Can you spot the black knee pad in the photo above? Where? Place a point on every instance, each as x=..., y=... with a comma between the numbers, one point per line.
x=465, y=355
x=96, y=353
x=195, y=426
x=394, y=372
#####
### What to do
From the first line to the last, please quote the material above exactly.

### Solution for this exercise
Can you spot the black knee pad in the photo above? Where? Place a point on every instance, each as x=..., y=... with a comma between the numbers, one point per line.
x=465, y=355
x=96, y=353
x=195, y=426
x=394, y=372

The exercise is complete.